▶ [EXERCISE DETAILS]: The expected output is a copy of every line in the records with the string "below".

*** Opening of EXCERPTED RECORDS ***

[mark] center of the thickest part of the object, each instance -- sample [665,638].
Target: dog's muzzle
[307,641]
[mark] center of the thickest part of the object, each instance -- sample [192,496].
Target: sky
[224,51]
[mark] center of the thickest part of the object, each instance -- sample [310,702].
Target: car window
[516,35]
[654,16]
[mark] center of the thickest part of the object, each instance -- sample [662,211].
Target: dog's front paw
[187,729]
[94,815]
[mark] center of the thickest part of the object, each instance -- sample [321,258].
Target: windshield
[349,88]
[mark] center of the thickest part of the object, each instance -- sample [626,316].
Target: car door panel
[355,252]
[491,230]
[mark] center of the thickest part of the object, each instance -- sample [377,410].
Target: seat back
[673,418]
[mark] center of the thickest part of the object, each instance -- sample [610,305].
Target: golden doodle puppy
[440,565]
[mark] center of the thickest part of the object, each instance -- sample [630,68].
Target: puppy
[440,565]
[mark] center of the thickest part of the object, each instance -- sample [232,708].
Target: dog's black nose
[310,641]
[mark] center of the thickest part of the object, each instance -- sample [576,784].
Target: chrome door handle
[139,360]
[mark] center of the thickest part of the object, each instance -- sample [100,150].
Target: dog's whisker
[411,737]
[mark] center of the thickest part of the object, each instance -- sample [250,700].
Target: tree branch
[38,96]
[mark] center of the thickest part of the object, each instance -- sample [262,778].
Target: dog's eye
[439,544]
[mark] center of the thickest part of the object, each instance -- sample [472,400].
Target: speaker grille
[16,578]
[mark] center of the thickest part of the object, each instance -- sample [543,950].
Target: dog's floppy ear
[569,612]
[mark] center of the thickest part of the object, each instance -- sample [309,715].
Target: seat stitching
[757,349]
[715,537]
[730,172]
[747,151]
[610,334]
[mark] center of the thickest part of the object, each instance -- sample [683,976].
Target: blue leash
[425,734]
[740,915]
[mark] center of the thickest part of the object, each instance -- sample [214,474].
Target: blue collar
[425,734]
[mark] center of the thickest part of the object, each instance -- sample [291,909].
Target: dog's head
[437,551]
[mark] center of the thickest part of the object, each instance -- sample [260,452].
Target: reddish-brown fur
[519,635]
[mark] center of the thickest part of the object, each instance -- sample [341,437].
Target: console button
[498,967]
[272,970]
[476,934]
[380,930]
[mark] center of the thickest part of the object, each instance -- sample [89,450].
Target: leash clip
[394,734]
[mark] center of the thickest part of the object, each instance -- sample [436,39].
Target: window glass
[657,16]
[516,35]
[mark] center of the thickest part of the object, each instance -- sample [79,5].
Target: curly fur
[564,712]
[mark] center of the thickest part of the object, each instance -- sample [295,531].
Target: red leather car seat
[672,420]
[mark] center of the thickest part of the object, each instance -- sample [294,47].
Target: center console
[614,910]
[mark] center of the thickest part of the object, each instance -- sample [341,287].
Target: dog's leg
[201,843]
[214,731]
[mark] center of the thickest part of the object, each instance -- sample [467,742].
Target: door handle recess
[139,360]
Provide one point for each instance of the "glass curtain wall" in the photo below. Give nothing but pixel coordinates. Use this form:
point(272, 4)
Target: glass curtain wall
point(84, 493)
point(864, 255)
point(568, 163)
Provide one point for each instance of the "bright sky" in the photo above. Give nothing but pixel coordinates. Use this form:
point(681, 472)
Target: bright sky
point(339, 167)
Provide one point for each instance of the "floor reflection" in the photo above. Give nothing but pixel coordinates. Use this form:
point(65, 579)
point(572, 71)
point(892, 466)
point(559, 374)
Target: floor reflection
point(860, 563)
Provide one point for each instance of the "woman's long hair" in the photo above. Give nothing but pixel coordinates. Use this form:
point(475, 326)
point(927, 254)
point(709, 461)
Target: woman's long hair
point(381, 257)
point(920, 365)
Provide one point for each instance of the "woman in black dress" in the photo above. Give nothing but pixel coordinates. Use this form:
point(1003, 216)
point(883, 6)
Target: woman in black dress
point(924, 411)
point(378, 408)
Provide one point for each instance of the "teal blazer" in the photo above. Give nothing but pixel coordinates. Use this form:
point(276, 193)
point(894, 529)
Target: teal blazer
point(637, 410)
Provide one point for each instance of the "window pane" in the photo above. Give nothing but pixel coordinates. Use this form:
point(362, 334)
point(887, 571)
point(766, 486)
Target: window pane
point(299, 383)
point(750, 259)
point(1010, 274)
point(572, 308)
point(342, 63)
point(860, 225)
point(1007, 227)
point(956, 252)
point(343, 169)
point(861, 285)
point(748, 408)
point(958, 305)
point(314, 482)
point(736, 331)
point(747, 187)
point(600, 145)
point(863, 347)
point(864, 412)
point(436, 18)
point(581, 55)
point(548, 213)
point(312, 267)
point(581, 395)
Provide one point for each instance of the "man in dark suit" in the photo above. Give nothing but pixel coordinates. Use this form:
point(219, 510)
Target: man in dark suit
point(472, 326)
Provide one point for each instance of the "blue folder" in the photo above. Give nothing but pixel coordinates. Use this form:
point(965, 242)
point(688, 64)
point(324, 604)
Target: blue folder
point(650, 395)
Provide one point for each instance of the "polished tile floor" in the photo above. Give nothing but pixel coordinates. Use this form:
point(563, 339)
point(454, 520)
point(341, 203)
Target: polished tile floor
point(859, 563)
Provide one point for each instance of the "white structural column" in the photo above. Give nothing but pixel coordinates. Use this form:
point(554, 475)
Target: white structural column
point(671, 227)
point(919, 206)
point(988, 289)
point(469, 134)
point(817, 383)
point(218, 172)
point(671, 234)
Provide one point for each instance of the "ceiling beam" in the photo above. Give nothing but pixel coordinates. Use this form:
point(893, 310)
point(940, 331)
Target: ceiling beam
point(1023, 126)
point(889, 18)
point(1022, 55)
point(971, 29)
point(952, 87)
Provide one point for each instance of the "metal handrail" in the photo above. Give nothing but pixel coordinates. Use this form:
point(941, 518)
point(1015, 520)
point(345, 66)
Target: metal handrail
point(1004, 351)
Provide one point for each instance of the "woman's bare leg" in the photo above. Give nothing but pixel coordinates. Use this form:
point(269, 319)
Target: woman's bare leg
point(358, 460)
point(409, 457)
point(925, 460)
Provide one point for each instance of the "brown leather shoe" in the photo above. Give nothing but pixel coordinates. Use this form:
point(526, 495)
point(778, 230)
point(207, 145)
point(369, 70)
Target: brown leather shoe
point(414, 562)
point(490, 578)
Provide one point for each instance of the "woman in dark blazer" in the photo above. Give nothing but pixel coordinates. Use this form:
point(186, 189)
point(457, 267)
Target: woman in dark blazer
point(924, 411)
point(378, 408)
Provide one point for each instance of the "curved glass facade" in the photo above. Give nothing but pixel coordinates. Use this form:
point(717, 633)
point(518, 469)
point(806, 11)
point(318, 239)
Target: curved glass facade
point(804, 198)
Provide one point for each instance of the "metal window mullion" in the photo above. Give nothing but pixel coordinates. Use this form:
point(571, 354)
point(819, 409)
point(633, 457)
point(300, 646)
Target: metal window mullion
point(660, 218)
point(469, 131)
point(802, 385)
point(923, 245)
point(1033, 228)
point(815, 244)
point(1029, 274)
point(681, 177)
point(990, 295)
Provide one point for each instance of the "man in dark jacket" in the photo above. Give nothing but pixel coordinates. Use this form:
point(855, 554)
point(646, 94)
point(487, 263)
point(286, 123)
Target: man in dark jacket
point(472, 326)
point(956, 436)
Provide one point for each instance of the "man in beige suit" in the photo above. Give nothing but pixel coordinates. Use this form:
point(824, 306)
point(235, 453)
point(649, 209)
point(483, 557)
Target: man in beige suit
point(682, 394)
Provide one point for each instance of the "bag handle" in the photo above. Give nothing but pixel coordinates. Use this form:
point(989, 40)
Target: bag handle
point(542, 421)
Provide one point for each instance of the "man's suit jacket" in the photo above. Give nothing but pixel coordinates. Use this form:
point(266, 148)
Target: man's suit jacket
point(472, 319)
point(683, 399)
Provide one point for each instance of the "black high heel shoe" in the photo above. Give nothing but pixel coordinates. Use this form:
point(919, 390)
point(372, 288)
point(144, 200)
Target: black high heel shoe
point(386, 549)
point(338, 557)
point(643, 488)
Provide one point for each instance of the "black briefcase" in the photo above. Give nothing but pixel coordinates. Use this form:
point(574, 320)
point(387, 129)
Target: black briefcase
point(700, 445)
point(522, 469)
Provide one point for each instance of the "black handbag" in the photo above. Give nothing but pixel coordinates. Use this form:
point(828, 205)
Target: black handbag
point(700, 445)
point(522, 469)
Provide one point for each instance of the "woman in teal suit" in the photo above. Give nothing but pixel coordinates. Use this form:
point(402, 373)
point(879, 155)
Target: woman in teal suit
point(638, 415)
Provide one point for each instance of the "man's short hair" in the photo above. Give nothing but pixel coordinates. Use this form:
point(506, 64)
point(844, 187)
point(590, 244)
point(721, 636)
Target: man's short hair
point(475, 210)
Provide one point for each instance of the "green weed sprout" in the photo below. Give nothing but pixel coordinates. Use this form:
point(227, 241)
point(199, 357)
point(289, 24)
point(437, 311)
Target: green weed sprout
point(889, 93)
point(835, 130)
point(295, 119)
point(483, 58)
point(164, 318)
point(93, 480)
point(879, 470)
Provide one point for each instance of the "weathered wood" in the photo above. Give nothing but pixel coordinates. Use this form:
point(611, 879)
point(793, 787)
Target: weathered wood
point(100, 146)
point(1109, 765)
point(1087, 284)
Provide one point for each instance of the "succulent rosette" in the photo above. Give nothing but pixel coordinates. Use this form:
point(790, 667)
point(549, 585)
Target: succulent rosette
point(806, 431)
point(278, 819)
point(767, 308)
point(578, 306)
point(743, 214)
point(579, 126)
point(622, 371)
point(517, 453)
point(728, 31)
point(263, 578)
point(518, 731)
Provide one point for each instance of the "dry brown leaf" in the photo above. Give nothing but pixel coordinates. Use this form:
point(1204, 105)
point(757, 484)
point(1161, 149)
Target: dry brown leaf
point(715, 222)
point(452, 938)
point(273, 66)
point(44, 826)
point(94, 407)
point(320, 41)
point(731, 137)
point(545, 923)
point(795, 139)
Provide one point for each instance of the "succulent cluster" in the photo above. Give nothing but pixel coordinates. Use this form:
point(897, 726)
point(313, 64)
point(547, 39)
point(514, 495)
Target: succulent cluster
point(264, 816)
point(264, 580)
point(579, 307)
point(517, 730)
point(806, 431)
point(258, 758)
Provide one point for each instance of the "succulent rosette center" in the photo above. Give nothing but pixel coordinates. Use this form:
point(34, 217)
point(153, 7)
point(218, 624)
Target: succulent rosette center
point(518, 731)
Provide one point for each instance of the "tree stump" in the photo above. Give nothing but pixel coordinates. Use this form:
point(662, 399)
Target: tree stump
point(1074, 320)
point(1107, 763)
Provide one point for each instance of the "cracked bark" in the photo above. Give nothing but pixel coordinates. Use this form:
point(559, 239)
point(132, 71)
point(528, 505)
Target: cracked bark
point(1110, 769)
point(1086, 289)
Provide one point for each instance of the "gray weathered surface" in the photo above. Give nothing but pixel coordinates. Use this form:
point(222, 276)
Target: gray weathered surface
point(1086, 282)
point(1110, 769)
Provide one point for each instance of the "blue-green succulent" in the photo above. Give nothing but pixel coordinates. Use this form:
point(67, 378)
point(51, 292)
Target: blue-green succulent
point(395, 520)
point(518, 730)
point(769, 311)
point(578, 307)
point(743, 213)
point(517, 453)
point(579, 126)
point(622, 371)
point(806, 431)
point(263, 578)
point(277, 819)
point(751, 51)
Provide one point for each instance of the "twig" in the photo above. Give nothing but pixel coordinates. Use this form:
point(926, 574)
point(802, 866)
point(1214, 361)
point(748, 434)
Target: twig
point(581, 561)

*** Close of EXCERPTED RECORDS ***

▶ [SOLUTION FOR THIS EXERCISE]:
Provide one point for each instance of the "glass curtain wall" in the photo below. Give nothing but pixel coordinates. Use this form:
Provide one point for each instance of the "green weed sprout" in the photo below. Give nothing but pixel coordinates. Use this form:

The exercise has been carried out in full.